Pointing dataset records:
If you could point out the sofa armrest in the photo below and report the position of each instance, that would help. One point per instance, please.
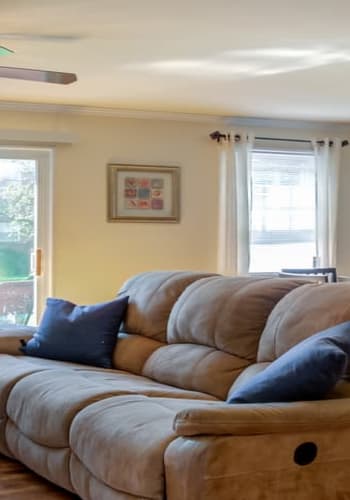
(267, 418)
(11, 338)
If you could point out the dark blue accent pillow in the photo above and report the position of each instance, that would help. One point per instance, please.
(80, 334)
(308, 371)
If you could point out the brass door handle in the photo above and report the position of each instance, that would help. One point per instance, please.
(38, 261)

> **CHALLENGE**: Update the records above by replacing every "instance" with "occurrence", leaving all other text unchanged. Omit the pictures from your answer.

> **RESULT FOR THIS EXERCISE**:
If you could point out the sofa armrest in the photo below and report the position of each occurrence, that would help. One point per occurrence, please.
(267, 418)
(11, 338)
If you could point out the dark blue accent pillow in the photo above and report the position of each occurrence, that would help. One point per occurrence, please.
(80, 334)
(308, 371)
If you could point out the brass door handle in the photo above and report the position of each occurrence, that would help. One point per occurrence, please.
(38, 261)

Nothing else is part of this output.